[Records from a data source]
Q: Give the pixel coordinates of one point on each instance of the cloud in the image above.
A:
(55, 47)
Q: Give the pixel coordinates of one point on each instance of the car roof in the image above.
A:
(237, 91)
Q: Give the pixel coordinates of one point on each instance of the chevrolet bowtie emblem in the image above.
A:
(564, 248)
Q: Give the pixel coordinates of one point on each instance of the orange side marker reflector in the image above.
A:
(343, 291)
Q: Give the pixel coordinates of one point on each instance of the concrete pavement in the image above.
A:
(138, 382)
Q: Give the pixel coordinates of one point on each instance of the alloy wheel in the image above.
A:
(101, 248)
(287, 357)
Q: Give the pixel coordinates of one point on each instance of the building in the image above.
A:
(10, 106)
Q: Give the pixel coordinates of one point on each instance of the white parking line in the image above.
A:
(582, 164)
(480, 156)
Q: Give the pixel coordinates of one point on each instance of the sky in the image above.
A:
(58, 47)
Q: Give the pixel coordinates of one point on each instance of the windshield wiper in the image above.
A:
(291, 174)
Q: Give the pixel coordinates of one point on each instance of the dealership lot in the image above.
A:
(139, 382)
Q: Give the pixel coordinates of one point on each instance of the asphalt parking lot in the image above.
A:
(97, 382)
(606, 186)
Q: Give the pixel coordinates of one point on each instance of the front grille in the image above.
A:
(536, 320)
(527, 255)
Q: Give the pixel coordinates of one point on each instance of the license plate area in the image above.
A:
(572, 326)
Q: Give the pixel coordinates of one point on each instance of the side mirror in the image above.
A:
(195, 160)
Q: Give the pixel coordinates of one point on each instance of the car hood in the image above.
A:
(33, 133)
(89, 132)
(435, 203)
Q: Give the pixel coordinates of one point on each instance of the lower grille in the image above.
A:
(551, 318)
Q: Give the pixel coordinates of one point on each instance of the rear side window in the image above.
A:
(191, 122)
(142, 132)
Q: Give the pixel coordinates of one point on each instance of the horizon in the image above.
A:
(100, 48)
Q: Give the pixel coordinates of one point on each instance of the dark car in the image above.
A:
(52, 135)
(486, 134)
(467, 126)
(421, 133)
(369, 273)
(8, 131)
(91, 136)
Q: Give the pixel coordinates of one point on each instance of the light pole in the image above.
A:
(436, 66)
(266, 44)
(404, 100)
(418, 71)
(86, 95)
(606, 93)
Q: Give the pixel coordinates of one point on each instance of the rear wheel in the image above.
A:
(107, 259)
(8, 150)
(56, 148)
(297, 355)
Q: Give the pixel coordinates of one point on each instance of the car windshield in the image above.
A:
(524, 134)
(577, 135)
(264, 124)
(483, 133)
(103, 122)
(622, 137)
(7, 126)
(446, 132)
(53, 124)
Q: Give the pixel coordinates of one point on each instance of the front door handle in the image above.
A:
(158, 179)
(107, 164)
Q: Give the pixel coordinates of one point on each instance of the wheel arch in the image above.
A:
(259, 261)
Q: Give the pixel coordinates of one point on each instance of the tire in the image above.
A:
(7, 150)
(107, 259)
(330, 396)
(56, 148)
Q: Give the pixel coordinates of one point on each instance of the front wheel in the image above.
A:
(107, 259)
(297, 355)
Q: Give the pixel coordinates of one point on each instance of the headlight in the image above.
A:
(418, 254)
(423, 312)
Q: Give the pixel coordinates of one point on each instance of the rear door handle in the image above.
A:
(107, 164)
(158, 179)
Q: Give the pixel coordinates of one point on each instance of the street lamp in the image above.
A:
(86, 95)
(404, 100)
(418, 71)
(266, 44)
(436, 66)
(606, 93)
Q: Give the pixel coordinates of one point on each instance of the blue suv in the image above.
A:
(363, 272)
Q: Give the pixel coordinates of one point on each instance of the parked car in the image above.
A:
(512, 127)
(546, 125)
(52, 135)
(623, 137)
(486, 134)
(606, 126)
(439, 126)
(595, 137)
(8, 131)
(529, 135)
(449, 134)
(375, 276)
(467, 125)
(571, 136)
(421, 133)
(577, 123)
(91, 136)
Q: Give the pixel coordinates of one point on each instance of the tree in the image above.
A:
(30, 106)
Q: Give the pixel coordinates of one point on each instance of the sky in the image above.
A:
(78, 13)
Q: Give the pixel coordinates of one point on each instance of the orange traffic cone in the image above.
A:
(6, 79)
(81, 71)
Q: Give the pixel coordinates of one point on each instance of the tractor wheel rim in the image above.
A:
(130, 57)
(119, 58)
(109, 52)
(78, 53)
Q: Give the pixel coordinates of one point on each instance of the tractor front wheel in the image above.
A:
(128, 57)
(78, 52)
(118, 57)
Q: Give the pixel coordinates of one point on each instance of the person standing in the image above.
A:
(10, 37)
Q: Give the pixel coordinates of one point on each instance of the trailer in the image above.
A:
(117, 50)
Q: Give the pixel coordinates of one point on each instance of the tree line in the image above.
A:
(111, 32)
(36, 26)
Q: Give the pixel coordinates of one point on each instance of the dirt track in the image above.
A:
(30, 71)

### Assignment:
Every line above should be printed again exactly as it stands.

### Result of this exercise:
Q: Give the pixel coordinates of one point on each instance of the cloud in the image above.
A:
(55, 47)
Q: Give the pixel coordinates of one point on each instance of the car roof in the image above.
A:
(237, 91)
Q: Give the pixel coordinates of one point on each instance of the chevrolet bowtie emblem in the image above.
A:
(564, 248)
Q: Give the pixel coordinates of one point on each instance of the orange side marker reflector in the image above.
A:
(343, 291)
Q: Give the pixel coordinates of one point on each instance of the concrete pavement in the image above.
A:
(138, 382)
Q: Give the pixel coordinates of one point on each instance of the alloy wheel in the image above.
A:
(101, 248)
(287, 357)
Q: Give the pixel coordinates of one point on each instance of the building in the image above.
A:
(10, 106)
Q: Give the pixel coordinates of one point on each instance of the white parking line in the image above.
A:
(582, 164)
(480, 156)
Q: Give the pixel coordinates of one point on each instance of the sky in the image above.
A:
(58, 47)
Q: Give the pixel coordinates of one point on each instance of the windshield wiper in the image above.
A:
(291, 174)
Q: Give the pixel coordinates of one point on each instance of the dealership lot in the image above.
A:
(139, 382)
Q: Give the pixel coordinates of one point on each instance of the asphalt parking lot in the image above.
A:
(97, 382)
(606, 186)
Q: Give the pixel coordinates of one point on each instance of the front grille in the image above.
A:
(536, 320)
(527, 255)
Q: Give the pixel coordinates of one point on each instance of the license plate area in the image above.
A:
(572, 326)
Q: Give the pixel coordinates of one point on each instance of the side mirror in the image above.
A:
(195, 160)
Q: Give the pixel coordinates of one point on each instance of the car hood in the image above.
A:
(33, 133)
(89, 132)
(435, 203)
Q: Give the pixel coordinates of one point on each instance of the lower grille in the image above.
A:
(551, 318)
Q: Give the pixel coordinates of one point on each instance of the rear side window in the image above.
A:
(191, 122)
(142, 132)
Q: Give the pixel coordinates of one point on each instance of the horizon in the image above.
A:
(100, 48)
Q: Give the pixel coordinates of one point on each instance of the dark car in the image above.
A:
(52, 135)
(486, 134)
(467, 126)
(421, 133)
(369, 273)
(8, 131)
(91, 136)
Q: Give the pixel coordinates of one point on each instance of the light pole in the image above.
A:
(436, 66)
(266, 44)
(404, 100)
(418, 71)
(86, 95)
(606, 93)
Q: Give the pixel coordinates of one point on each instance of the rear wheel in the image above.
A:
(107, 259)
(8, 150)
(56, 148)
(297, 355)
Q: Give the pixel coordinates of one point on each instance of the car windshield in the image above.
A:
(524, 134)
(577, 135)
(264, 124)
(483, 133)
(103, 122)
(622, 137)
(7, 126)
(446, 132)
(53, 124)
Q: Give the pixel coordinates of one point on each instance of the front door handle in the image above.
A:
(158, 179)
(107, 164)
Q: Give the pixel coordinates of one point on each instance of the wheel arch in the image above.
A:
(259, 261)
Q: Give the pixel coordinates of one point on each instance of the tire in the image above.
A:
(7, 150)
(107, 259)
(330, 396)
(56, 148)
Q: Give the pixel coordinates of one point on each instance of the front wheel in the image above.
A:
(107, 259)
(297, 355)
Q: Give the pixel coordinates of one point on each instance of the headlight in the image above.
A:
(418, 254)
(423, 312)
Q: Give the pixel coordinates of one point on each instance of the rear door handle in the image above.
A:
(107, 164)
(158, 179)
Q: Give the pixel coordinates of one point on each instance of the street lamp in the image above.
A:
(86, 95)
(404, 100)
(418, 71)
(266, 44)
(436, 66)
(606, 93)
Q: Give the pixel coordinates of one point on each instance of the blue suv in the image above.
A:
(363, 272)
Q: Give the pixel coordinates of one point on each instance of the parked car in the image above.
A:
(512, 127)
(546, 125)
(52, 135)
(623, 137)
(486, 134)
(606, 126)
(439, 126)
(595, 137)
(8, 131)
(529, 135)
(449, 134)
(375, 276)
(467, 125)
(571, 136)
(421, 133)
(577, 123)
(91, 136)
Q: Give the pixel coordinates of one point on each instance of the tree in the image above.
A:
(30, 106)
Q: Give the pixel coordinates of one point on each instance of the sky in the image above.
A:
(78, 13)
Q: Give the pixel coordinates of one point on each instance of the orange traffic cone in the image above.
A:
(6, 79)
(81, 71)
Q: Give the pixel coordinates of one point on each instance of the tractor wheel rim in the image above.
A:
(130, 57)
(119, 58)
(109, 52)
(78, 53)
Q: Give the pixel coordinates of one point on each instance of the tractor front wheel in the image above.
A:
(128, 57)
(78, 52)
(118, 57)
Q: Give the pixel coordinates of one point on each instance of the person standing in the image above.
A:
(10, 37)
Q: Give the pixel coordinates of one point on each instance of the trailer in the image above.
A:
(117, 50)
Q: Give the pixel coordinates of one point on each instance of the tree line in the image above.
A:
(111, 32)
(36, 26)
Q: Give the pixel coordinates of one point on each instance of the dirt track in the image above.
A:
(30, 71)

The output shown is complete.